-- Start of PAGE EXCERPT --
# Cold engine = less power



## MCHNHED (Dec 22, 2002)

Just a general question, why do cold engines have less power?


----------



## captain_shrapnel (Sep 10, 2004)

I might get flamed if this answer isn't right, but I think the engine gets a rich fuel mixture to help it idle until it warms up. Like choking a carb.


----------



## chimmike (Oct 17, 2002)

if you're trying to run a cold engine hard, it can damage it. this is why they always suggest you let the engine warm up to normal operating temps.

cold engines haven't let the metals expand from the heat and in turn run as designed.

I imagine you're applying the "colder intake air=more power" to "cold engine should=more power" but it's not correct.


----------



## pete? (Jul 6, 2004)

chimmike said:


> if you're trying to run a cold engine hard, it can damage it. this is why they always suggest you let the engine warm up to normal operating temps.
> 
> cold engines haven't let the metals expand from the heat and in turn run as designed.
> 
> I imagine you're applying the "colder intake air=more power" to "cold engine should=more power" but it's not correct.


he didn't say anything about making more power when the engine ran colder, all he was asking is why they make less while cooler, mike you have to chill out you get pretty snappy. the reason he may be asking this is because everyone has seen the additives for the radiator that say it will reduce your engine temp 30 degrees. also everyone has heard that an engines worst enemy is heat and it robs the motor of hp. while this is true the engine has be designed (like mike has already said :cheers: ) to work at a certain temp.


----------



## xbrandonx (Mar 27, 2004)

1.6pete said:


> he didn't say anything about making more power when the engine ran colder, all he was asking is why they make less while cooler, mike you have to chill out you get pretty snappy. the reason he may be asking this is because everyone has seen the additives for the radiator that say it will reduce your engine temp 30 degrees. also everyone has heard that an engines worst enemy is heat and it robs the motor of hp. while this is true the engine has be designed (like mike has already said :cheers: ) to work at a certain temp.


I think he was just clearing that up. As far as reducing the engine temp 30 degrees I don't see that as a problem, then engine will still be warm, the engine will have had its chance to warm up get set to be ran. However you wouldn't want to go outside right now and try to drag your car as soon as you turn it on (its about 35-40 degrees here right now) 

However you don't want to too hot, of course...if you do just drain all your fluids and you can get it warmed up in no time :thumbup: 

The colder air is denser, that also allows more air to be sucked in from a CAI.


----------



## Token Moron (Mar 28, 2003)

im pretty sure hes asking why when u first turn on a motor, it seems slower/less power than once the motor warms up to operating temp. captain shrapnel is "kinda" right about it...but thats not the only reason in which it seems slower.


----------



## chimmike (Oct 17, 2002)

1.6pete said:


> mike you have to chill out you get pretty snappy.



you need to back the f*ck up and chill. I didn't do anything to you, and even if I did, I had my own reasons and it can't be changed. 

So, get over it, and stop talking about it.


----------



## MCHNHED (Dec 22, 2002)

cHoPs said:


> im pretty sure hes asking why when u first turn on a motor, it seems slower/less power than once the motor warms up to operating temp. captain shrapnel is "kinda" right about it...but thats not the only reason in which it seems slower.


you, sir cHoPs, are the only one who understood what i was asking, but, you are also the only one who did not provide an answer! how ironic


----------



## pete? (Jul 6, 2004)
-- End of PAGE EXCERPT --
> _TASKS TO CARRY OUT_:
**1.** Repeat word for word the part of the forum thread on cold engines that opens with the words containing "I think he was" and closes with "from a CAI.".
**2.** Decide whether each statement below agrees with the forum thread on cold engines, answering yes or no and quoting the words of the thread that settle it. (a) captain_shrapnel thinks a cold engine gets a rich fuel mixture to help it idle. (b) xbrandonx reports that it is about 50 degrees where he is. (c) MCHNHED says chimmike was the only one who understood the question.
-- Start of EXTRACTED RECORDS --
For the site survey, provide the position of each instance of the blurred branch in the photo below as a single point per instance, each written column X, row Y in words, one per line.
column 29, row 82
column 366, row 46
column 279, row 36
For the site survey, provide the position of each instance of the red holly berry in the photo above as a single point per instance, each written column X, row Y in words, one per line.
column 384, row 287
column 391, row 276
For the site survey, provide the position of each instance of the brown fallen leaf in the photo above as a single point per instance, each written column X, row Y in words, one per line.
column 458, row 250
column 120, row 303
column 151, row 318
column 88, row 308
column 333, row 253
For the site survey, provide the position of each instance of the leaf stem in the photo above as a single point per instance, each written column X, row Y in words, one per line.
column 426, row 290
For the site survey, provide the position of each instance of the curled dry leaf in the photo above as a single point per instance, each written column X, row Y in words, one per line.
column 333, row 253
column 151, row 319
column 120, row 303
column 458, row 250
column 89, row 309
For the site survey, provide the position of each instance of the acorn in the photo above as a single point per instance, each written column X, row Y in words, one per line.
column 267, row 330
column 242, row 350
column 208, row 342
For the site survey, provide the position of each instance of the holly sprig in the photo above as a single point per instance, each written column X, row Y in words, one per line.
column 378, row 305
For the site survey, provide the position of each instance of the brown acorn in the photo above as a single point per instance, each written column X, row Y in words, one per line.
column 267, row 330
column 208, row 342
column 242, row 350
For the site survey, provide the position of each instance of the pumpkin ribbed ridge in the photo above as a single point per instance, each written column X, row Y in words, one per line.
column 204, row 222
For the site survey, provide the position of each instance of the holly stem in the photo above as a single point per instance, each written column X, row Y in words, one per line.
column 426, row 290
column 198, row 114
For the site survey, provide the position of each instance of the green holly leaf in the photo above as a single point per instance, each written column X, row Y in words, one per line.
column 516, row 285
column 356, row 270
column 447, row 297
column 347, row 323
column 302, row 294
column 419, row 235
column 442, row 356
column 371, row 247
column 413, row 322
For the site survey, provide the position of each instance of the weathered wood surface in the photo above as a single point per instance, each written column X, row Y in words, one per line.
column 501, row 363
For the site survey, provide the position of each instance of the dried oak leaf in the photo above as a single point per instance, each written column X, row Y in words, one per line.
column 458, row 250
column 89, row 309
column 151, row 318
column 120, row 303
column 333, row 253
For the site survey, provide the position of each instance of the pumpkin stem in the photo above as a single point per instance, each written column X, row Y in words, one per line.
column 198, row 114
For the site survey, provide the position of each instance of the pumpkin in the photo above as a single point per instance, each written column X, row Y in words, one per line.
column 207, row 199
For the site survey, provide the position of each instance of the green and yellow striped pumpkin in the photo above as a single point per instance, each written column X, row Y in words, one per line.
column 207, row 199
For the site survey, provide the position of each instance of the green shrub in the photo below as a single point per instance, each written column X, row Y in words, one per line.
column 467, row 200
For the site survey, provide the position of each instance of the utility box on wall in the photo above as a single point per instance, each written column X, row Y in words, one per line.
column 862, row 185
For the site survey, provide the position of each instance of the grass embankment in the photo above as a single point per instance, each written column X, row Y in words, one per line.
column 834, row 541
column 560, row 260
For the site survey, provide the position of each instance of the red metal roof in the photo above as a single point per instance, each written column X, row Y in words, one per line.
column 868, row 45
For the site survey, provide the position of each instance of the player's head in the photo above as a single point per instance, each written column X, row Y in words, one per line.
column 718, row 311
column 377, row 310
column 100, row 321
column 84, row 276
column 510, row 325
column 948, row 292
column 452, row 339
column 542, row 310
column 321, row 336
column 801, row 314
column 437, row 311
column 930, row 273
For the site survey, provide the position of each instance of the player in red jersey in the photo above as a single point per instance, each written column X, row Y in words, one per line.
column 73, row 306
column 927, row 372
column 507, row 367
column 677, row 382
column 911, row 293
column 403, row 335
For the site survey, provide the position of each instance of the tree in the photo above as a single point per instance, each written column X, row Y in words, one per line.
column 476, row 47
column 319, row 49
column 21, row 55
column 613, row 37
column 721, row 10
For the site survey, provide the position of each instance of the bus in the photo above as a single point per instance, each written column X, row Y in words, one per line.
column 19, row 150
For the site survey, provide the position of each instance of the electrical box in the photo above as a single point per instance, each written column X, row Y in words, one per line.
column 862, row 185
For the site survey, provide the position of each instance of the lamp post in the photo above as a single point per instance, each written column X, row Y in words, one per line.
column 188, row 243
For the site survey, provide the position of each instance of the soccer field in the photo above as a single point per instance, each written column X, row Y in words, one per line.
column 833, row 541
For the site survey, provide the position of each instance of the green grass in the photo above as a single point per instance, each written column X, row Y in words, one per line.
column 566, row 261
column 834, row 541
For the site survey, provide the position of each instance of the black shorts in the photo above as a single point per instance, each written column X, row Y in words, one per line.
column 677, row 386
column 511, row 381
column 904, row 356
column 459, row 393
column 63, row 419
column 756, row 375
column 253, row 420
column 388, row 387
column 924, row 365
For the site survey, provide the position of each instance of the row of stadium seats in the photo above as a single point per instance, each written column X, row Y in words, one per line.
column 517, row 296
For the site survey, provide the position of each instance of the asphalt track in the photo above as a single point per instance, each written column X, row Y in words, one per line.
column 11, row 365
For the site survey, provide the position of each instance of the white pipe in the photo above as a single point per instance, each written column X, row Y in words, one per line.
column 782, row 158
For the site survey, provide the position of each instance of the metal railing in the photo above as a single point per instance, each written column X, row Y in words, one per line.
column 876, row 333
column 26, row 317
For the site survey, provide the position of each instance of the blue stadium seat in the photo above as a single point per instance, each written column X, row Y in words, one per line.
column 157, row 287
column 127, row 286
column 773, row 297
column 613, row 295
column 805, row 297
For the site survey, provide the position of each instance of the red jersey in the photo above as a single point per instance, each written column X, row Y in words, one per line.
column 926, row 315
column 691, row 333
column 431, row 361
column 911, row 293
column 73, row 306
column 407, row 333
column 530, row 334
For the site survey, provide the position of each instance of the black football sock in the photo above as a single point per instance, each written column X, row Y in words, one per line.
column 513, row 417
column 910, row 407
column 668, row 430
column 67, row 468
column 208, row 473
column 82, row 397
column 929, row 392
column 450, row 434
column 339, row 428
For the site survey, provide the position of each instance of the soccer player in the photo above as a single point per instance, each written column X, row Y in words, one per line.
-- End of EXTRACTED RECORDS --
-- Start of EXTRACTED RECORDS --
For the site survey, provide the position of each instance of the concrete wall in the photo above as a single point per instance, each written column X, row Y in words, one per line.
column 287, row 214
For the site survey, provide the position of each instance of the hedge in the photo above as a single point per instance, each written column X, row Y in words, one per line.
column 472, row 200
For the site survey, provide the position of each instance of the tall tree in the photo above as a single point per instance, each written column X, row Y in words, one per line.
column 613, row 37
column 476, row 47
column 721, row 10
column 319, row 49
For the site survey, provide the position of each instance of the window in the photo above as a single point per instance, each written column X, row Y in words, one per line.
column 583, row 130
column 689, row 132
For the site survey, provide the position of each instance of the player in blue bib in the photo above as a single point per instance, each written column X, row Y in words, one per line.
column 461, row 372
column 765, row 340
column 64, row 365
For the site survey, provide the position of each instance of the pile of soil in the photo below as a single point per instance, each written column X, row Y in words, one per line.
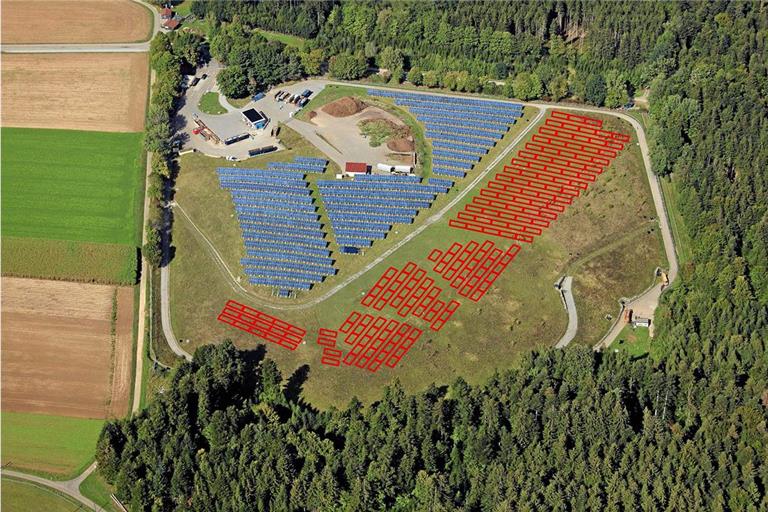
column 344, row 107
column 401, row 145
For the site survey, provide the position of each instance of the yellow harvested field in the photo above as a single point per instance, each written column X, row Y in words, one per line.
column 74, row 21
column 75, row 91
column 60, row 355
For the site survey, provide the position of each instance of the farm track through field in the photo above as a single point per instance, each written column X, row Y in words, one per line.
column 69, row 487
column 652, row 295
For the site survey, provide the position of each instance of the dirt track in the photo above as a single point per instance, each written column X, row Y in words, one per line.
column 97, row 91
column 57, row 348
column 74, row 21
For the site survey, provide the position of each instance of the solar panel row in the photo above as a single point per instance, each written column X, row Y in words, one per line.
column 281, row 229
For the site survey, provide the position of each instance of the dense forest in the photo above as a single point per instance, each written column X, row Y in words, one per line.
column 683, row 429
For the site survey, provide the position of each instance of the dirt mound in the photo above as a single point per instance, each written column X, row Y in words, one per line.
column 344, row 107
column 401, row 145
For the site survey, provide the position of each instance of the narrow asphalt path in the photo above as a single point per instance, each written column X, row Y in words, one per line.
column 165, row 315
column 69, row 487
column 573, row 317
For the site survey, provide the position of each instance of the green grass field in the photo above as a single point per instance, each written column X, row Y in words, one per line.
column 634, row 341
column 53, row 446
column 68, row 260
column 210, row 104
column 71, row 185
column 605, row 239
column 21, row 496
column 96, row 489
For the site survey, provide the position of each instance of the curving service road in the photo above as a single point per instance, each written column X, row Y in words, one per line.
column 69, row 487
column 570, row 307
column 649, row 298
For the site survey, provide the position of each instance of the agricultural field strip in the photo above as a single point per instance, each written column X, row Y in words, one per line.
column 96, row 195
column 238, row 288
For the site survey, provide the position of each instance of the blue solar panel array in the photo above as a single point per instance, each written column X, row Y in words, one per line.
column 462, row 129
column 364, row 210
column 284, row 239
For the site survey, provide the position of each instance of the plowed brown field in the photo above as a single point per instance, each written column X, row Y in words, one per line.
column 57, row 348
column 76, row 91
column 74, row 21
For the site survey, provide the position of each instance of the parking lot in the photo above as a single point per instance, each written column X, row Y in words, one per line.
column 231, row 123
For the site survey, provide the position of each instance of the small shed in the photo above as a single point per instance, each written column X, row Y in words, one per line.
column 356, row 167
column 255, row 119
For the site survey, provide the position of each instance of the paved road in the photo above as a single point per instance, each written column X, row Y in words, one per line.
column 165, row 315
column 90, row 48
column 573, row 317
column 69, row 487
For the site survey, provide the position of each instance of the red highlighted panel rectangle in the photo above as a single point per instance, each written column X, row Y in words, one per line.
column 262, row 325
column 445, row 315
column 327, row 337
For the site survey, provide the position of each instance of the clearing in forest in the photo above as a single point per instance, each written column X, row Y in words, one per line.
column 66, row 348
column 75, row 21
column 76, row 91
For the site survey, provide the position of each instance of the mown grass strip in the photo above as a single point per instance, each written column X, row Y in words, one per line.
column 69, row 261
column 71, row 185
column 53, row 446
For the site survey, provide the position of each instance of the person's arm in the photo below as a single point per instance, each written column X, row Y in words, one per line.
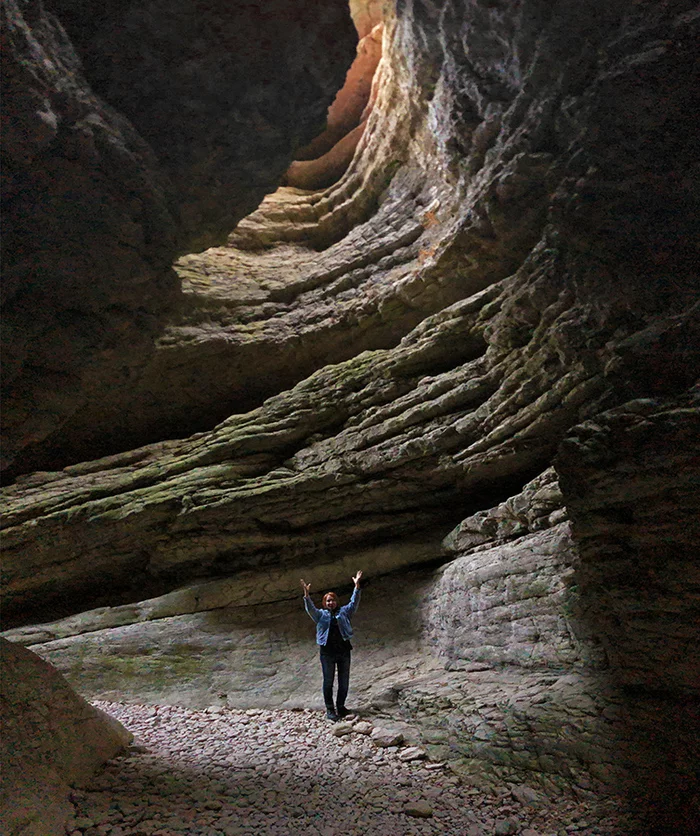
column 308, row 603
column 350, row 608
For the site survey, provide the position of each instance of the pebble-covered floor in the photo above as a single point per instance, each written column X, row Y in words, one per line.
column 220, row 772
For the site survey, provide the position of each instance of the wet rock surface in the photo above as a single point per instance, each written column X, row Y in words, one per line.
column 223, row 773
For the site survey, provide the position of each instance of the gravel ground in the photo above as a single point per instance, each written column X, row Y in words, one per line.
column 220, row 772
-- End of EXTRACTED RECORDS --
> _SOLUTION SET_:
**1.**
I think he was just clearing that up. As far as reducing the engine temp 30 degrees I don't see that as a problem, then engine will still be warm, the engine will have had its chance to warm up get set to be ran. However you wouldn't want to go outside right now and try to drag your car as soon as you turn it on (its about 35-40 degrees here right now) 

However you don't want to too hot, of course...if you do just drain all your fluids and you can get it warmed up in no time :thumbup: 

The colder air is denser, that also allows more air to be sucked in from a CAI.

**2.**
(a) Yes: "I think the engine gets a rich fuel mixture to help it idle until it warms up."
(b) No: "its about 35-40 degrees here right now"
(c) No: "you, sir cHoPs, are the only one who understood what i was asking"